作業内容 ▸ 抜粋本文のうち「坂岡 石川先生もまた、愛生園」から「なたへ』(ぱるす出版)など。」までのすべてを、一字一句変えずに再掲せよ。

抜粋本文 ▸
----------------

そういえば、随分前になりますが、岡山にあるハンセン病元患者さんの施設・愛生園で、坂岡さんの「和太鼓はぐるま」の演奏を聴かせていただいたことがありました。若い子供さんの演奏を聴きながら、あれほど泣いた記憶はあまりないくらい私は号泣したんです。
何も物を言わない太鼓にここまで深く感動したのは、演奏する少年たちの背景を多少聞いていたからでしょう。坂岡さんと最初にお会いしたのは、この時だったかもしれません。

坂岡 石川先生もまた、愛生園に深く関わっておられたことを考えますと、私たち2人のご縁は石川先生のお導きと申し上げてもいいでしょうね。

真宗大谷派淨信寺副住職

西端春枝

にしばた・はるえ

大正11年大阪府生まれ。昭和16年大谷女子専門学校卒業後、小学校教師に。20年退職。21年西端行雄氏と結婚、夫婦で行商を始める。25年ハトヤを開業し、38年ニチイ創立。49年同社株式上場を機に退職。淨信寺副住職として今日に至る。大谷学園理事、全国女性同友会名誉会長、近畿女性同友会会長、「雑巾を縫う会」会長などを務める。著書に『熱き人生を求めるあなたへ』(ぱるす出版)など。

この子らの親になりなさい

坂岡 西端先生は95歳とはとても思えないほどお元気ですが、淨信寺さんの副住職のほか、刑に服した女性たちのための篤志面接委員をいまも続けられていますね。この篤志面接委員というのは、絶望の淵にある人たちを相手にした、なかなか容易ならぬお仕事だとお聞きしています。

----------------

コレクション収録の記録
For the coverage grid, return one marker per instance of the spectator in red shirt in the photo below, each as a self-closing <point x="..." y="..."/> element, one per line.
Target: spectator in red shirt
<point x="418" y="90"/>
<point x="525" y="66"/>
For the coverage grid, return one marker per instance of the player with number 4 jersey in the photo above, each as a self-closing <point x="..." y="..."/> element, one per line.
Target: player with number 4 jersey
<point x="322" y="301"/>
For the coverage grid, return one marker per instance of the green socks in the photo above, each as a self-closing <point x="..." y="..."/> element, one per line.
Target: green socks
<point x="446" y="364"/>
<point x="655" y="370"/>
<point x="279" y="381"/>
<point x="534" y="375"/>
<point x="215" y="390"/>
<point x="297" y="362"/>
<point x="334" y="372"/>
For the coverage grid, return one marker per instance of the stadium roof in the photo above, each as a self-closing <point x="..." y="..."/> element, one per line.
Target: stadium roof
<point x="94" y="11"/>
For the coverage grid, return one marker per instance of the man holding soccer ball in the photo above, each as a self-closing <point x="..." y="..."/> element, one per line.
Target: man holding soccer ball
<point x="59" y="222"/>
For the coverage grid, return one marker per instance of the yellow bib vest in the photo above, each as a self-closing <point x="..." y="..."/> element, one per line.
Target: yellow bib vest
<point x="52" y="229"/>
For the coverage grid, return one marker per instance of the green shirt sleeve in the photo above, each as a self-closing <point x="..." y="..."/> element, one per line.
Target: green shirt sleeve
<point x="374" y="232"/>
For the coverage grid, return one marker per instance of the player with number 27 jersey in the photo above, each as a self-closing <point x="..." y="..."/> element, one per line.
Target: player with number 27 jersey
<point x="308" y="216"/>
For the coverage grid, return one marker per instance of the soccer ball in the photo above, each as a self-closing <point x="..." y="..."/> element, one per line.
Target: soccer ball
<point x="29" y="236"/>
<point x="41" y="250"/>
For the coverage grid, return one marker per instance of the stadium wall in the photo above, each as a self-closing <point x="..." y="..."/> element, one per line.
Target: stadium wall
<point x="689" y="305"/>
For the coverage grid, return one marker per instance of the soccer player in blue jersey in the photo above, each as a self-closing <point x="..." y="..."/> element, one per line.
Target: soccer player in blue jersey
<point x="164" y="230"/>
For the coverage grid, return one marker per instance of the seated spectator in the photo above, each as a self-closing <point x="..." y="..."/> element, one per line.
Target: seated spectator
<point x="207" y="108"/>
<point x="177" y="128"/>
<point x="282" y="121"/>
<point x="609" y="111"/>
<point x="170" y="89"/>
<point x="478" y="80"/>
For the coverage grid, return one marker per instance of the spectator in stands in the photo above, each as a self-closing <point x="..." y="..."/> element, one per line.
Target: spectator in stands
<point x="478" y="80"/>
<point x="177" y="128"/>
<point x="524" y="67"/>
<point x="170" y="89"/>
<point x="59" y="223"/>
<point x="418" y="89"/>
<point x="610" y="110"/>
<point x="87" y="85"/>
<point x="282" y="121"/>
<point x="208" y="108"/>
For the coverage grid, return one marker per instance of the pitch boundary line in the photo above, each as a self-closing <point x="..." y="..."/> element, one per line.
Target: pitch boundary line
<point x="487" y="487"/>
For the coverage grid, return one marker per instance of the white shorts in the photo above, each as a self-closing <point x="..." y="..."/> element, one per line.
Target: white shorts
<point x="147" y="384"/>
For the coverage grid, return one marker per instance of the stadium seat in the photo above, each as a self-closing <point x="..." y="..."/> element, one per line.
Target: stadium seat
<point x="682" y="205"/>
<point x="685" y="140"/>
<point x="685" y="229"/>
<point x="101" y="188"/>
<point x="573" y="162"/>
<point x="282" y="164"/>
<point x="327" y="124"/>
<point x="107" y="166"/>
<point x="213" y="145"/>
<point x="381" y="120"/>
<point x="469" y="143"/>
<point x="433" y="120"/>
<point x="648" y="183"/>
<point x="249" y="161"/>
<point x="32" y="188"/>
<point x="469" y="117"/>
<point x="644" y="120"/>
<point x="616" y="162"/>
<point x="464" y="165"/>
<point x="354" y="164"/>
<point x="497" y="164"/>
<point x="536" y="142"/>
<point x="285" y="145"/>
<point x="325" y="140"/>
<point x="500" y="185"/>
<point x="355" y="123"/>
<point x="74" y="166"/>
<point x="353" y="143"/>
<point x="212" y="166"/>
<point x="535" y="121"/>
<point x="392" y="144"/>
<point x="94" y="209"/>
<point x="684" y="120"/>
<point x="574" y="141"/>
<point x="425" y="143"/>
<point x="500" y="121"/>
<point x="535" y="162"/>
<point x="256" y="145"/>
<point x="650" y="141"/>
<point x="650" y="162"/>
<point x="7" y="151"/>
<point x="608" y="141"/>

----------------

解答欄 ▸
坂岡 石川先生もまた、愛生園に深く関わっておられたことを考えますと、私たち2人のご縁は石川先生のお導きと申し上げてもいいでしょうね。

真宗大谷派淨信寺副住職

西端春枝

にしばた・はるえ

大正11年大阪府生まれ。昭和16年大谷女子専門学校卒業後、小学校教師に。20年退職。21年西端行雄氏と結婚、夫婦で行商を始める。25年ハトヤを開業し、38年ニチイ創立。49年同社株式上場を機に退職。淨信寺副住職として今日に至る。大谷学園理事、全国女性同友会名誉会長、近畿女性同友会会長、「雑巾を縫う会」会長などを務める。著書に『熱き人生を求めるあなたへ』(ぱるす出版)など。